* WHAT YOU SHOULD DO *
Repeat only the lines from the one containing "Target: human hand" to the final line below, exactly as they read, and leave every picture out.
[[ SUPPLIED DATA, beginning ]]
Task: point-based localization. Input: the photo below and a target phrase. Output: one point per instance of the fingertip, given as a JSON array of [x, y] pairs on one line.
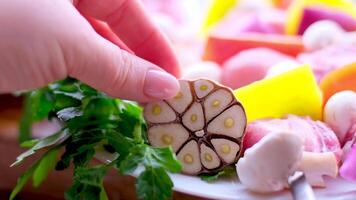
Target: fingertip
[[160, 85]]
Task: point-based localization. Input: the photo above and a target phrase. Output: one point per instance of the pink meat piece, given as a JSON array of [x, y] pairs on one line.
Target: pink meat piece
[[328, 59], [269, 21], [250, 65], [316, 135], [314, 14]]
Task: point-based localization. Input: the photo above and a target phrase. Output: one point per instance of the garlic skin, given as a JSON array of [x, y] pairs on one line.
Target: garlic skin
[[267, 165], [204, 123], [322, 34], [340, 114]]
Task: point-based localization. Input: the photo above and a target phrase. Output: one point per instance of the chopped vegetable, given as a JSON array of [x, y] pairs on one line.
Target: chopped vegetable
[[204, 124], [267, 165], [91, 120], [293, 92]]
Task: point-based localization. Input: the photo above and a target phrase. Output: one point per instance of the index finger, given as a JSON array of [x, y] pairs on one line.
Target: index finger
[[129, 20]]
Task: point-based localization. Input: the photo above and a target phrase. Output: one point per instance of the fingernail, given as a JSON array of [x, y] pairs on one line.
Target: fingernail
[[160, 85]]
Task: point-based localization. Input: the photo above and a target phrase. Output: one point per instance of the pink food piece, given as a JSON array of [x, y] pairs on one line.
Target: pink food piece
[[347, 170], [317, 136], [269, 21], [330, 58], [313, 14], [249, 66]]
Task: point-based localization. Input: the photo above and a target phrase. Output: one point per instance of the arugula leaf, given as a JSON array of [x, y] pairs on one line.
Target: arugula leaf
[[22, 180], [69, 113], [88, 184], [39, 174], [227, 172], [150, 157], [154, 183], [46, 164], [45, 142], [37, 106], [29, 143], [91, 118]]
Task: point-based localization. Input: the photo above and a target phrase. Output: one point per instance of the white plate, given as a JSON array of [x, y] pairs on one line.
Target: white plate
[[232, 189]]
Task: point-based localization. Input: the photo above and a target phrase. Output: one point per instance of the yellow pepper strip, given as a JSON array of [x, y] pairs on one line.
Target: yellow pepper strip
[[293, 92], [216, 12], [295, 11]]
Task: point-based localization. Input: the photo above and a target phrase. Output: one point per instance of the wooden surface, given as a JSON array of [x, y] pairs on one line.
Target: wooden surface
[[118, 187]]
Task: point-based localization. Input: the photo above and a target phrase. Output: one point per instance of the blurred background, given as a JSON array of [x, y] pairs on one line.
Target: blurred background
[[234, 42]]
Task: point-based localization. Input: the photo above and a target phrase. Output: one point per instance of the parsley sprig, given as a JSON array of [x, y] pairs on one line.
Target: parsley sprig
[[91, 119]]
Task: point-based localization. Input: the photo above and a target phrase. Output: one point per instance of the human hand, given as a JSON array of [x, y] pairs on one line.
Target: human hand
[[42, 41]]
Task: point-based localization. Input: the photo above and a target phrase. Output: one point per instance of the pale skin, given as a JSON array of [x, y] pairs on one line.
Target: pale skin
[[42, 41]]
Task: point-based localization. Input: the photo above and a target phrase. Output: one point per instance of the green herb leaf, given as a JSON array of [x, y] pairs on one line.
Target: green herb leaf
[[43, 143], [22, 180], [29, 143], [39, 170], [154, 183], [88, 184], [91, 118], [150, 157], [46, 164], [227, 172], [69, 113]]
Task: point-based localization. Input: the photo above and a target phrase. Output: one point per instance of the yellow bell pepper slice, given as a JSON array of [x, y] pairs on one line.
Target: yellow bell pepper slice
[[294, 13], [293, 92], [216, 12]]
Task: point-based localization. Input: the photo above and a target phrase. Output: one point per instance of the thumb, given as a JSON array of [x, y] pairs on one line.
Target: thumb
[[118, 73]]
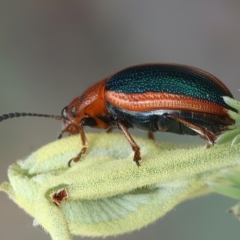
[[ SUPPLIED DATA, end ]]
* TASK RESPONSE *
Target: human hand
[[42, 41]]
Task: point-based localization. Input: the photo above and a target phrase. Output: one point per instance of the pale skin, given as a JSON array of [x, y] pairs on one line.
Target: pale skin
[[42, 41]]
Task: point-based localization. Input: the photo above and a target phrase. Output: one point per instance of the green herb leaf, given as a JSON array of [x, y] pairs on one line.
Target: green herb leaf
[[43, 143], [22, 180], [29, 143], [39, 170], [154, 183], [88, 184], [91, 118], [150, 157], [46, 164], [227, 172], [69, 113]]
Task: point-based localization. Input: the photo above and a target phrase. Output: one point per instance of the yellow bell pepper slice, given as a JSON array of [x, y] pairs on one line.
Target: yellow bell pepper slice
[[294, 13], [293, 92], [216, 12]]
Task: point-based localization. Input: the photo above and a target phrase. Output: one point per instance of the thumb, given as a JSON array of [x, y] pairs on one line.
Target: thumb
[[118, 73]]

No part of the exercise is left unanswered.